▸ **WRITTEN TASK**: Count the lines in the rows below that contain the string "cleat". Reply with the number alone.

▸ **GIVEN RECORDS**:

■ ■ ■ ■

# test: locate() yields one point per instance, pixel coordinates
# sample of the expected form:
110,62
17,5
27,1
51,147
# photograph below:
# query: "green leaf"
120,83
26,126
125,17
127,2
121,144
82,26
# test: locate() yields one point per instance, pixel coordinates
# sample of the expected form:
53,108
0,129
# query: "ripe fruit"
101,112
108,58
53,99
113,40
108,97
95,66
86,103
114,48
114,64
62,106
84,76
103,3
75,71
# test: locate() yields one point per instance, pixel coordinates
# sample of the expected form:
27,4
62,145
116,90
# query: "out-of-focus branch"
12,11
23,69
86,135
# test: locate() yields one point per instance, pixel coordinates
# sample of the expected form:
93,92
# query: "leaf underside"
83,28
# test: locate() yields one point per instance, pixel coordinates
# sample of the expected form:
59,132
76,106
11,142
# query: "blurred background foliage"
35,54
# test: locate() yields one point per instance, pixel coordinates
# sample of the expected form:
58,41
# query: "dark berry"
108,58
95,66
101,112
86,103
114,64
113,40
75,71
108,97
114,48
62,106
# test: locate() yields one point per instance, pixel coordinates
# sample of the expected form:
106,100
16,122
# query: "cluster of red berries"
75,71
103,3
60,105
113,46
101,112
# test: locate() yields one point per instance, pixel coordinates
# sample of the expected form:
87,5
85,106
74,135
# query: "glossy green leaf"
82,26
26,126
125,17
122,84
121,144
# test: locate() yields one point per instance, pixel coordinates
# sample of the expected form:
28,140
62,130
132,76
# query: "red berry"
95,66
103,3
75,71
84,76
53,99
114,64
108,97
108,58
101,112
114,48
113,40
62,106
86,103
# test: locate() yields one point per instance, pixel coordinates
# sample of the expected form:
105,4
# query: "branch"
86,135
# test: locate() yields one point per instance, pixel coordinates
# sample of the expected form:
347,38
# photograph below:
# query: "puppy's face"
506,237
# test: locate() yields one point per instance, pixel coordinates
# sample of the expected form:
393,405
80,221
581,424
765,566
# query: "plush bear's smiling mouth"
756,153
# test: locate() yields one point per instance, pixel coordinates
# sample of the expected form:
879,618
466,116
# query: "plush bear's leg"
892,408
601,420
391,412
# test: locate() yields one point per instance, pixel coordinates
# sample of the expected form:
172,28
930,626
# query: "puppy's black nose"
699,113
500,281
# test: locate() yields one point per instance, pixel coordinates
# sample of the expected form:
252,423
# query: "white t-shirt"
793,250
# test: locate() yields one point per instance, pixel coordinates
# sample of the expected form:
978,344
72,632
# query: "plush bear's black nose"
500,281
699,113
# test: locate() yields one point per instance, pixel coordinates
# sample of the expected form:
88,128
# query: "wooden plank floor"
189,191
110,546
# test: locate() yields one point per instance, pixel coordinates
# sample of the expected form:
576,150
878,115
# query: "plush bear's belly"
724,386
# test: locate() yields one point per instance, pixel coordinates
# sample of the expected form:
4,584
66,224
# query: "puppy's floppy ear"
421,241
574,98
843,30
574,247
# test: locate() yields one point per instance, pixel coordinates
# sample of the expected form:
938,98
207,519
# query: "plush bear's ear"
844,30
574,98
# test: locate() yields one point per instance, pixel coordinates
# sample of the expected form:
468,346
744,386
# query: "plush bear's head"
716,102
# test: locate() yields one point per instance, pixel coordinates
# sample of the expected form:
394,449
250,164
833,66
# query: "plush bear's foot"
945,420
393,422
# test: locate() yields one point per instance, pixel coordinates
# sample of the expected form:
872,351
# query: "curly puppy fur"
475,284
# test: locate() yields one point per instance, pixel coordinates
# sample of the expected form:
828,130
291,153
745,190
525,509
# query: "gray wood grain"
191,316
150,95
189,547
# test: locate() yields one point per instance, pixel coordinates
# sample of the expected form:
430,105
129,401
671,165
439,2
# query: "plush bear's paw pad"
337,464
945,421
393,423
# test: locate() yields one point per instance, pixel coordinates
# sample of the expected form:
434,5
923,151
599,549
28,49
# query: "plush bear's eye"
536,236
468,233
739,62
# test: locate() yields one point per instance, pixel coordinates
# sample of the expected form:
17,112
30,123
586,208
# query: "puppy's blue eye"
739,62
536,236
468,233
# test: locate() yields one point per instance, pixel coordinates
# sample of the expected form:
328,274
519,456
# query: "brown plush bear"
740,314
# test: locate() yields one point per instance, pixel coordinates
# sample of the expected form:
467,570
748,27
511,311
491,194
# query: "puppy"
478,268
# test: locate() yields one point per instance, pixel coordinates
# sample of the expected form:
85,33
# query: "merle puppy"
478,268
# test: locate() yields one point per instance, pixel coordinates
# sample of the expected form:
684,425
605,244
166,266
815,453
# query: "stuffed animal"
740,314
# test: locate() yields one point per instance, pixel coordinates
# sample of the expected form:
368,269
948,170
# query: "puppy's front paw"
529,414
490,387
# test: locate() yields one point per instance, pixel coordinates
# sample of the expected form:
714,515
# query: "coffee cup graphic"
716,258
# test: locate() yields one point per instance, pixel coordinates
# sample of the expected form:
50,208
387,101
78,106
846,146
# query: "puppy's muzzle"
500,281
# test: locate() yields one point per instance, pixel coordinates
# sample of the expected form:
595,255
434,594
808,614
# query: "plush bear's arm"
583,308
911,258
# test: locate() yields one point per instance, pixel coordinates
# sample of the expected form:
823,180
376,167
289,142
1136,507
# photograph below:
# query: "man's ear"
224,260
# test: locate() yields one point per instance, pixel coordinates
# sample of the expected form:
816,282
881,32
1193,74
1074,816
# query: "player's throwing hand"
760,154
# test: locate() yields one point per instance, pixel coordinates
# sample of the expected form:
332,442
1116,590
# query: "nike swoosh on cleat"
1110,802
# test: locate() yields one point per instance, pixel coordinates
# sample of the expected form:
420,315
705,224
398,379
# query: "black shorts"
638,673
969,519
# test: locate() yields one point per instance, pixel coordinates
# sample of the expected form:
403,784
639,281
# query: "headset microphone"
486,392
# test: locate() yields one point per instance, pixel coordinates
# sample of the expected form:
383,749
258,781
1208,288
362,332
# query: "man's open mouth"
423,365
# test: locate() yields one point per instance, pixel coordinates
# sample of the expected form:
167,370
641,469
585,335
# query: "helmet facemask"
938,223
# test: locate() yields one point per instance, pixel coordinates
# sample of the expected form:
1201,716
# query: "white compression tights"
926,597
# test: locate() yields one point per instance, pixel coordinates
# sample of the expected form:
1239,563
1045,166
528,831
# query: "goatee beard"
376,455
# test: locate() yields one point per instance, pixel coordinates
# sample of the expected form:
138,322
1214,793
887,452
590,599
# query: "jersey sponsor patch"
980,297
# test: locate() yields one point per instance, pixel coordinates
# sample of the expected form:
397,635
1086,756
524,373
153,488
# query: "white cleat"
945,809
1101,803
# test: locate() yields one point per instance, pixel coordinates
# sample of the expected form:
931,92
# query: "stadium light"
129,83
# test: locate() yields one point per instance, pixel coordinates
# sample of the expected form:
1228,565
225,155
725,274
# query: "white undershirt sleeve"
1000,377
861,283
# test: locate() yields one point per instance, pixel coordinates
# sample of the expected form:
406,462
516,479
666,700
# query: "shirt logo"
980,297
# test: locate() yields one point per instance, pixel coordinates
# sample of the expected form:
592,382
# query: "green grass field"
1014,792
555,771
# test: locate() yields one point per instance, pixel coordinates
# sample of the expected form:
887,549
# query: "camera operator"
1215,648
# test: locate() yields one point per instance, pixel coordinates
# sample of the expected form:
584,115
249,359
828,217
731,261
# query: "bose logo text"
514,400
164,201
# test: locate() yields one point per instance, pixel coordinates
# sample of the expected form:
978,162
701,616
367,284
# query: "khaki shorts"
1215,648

■ ■ ■ ■

▸ **SOLUTION**: 2